LISTED ENTRIES →
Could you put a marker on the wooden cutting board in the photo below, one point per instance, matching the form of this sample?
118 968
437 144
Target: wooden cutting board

==

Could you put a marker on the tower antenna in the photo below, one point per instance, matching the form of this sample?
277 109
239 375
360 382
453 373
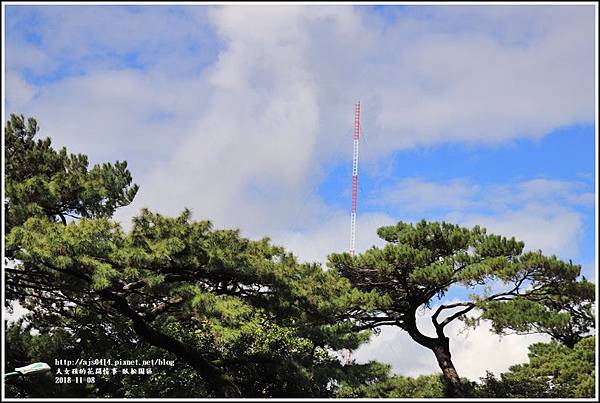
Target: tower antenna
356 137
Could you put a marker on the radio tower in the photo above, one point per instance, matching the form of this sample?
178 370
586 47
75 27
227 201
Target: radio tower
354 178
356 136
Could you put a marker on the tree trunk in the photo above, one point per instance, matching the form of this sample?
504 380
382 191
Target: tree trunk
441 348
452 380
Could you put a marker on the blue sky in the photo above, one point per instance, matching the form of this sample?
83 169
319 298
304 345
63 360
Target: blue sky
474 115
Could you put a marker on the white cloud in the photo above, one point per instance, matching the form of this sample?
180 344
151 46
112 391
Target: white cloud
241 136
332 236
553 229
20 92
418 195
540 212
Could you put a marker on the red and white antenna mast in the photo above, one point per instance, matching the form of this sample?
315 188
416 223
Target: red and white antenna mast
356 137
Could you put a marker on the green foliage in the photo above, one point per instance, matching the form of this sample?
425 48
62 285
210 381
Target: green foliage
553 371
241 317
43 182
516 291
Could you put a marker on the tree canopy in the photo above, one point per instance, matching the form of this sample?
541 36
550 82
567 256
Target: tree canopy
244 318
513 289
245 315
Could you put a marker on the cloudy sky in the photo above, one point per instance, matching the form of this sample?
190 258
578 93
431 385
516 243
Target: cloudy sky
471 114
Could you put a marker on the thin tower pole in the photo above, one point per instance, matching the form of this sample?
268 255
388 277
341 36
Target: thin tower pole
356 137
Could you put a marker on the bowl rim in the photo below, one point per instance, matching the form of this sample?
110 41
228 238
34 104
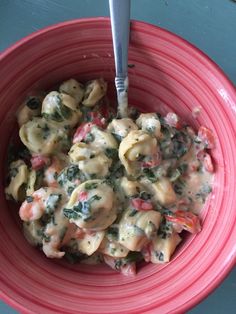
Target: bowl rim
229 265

...

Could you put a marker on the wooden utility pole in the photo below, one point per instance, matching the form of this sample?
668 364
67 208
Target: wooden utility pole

WRITTEN EXERCISE → Edit the listing stretch from "Could you put a marker on the wooden cutting" through "Target: wooden cutting board" by replacing "marker" with "pin", and return only those lines with nothing else changed.

FULL SOLUTION →
Could you put a pin on the wooden cutting board in the photo below, one point per instance, matching the form of this sample?
118 968
437 144
Target: wooden cutting board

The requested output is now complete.